À cet égard, je voudrais rappeler le rôle joué par le Sénat dans la définition de l’entreprise de taille intermédiaire, au cours des débats sur la loi de modernisation de l’économie. Cette dernière, bien loin de mériter les qualificatifs outranciers dont elle a été l’objet voilà quelques minutes, se révèle un texte de progrès, qui met notre pays sur la voie d’une plus grande compétitivité.
Le Gouvernement a aussi agi en faveur d’une plus grande transparence dans la politique de crédit aux PME des banques. Entre mars 2008 et mars 2009, les encours de crédit aux très petites et aux petites et moyennes entreprises ont progressé de 4, 1 % ; il n’y a donc pas eu d’écroulement du crédit aux PME, même s’il y a bien eu décélération, puisque, sur les six derniers mois, son encours n’a augmenté que de 0, 9 %. Nous sommes conscients que la situation est délicate, non pas tant à cause d’un assèchement brutal des liquidités que parce que la conjoncture économique s’est fortement dégradée.
Dans ces conditions, nous avons voulu que toute entreprise ayant des difficultés de financement puisse trouver un appui. Vous le savez, mesdames, messieurs les sénateurs, un médiateur du crédit a été nommé, dont la mission est de trouver concrètement, au cas par cas, des solutions pour assurer la continuité de l’activité du plus grand nombre possible d’entreprises rencontrant des difficultés de financement. Son action s’appuie, à l'échelon départemental, sur le réseau de la Banque de France. Au 24 mai dernier, 9 960 dossiers avaient été acceptés en médiation. Dans 66 % des cas, soit 4 644 entreprises, une solution a pu être trouvée, pour des financements représentant près de 1 milliard d'euros.

Données fournies:
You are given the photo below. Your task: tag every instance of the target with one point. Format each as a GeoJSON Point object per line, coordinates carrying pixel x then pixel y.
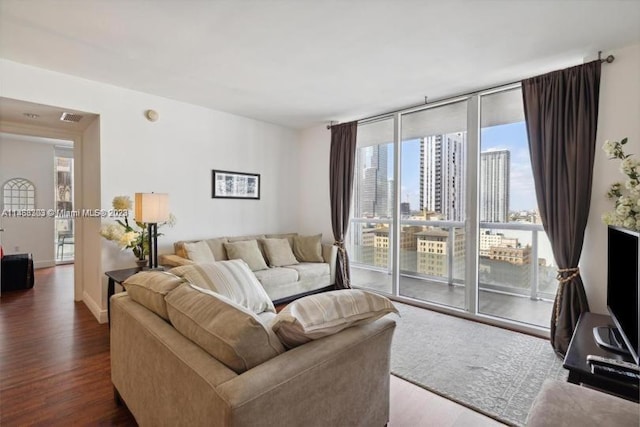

Travail à faire:
Répondez à ces questions à l'aide de la page :
(a) Dans quels débats le Sénat a-t-il contribué à définir l'entreprise de taille intermédiaire ?
(b) Sur quel réseau l'action du médiateur du crédit s'appuie-t-elle à l'échelon départemental ?
(c) Combien de dossiers avaient été acceptés en médiation au 24 mai ?
Pour répondre, fiez-vous uniquement à la page.

Réponse complète:
(a) Dans les débats sur la loi de modernisation de l'économie.
(b) Sur le réseau de la Banque de France.
(c) 9 960 dossiers.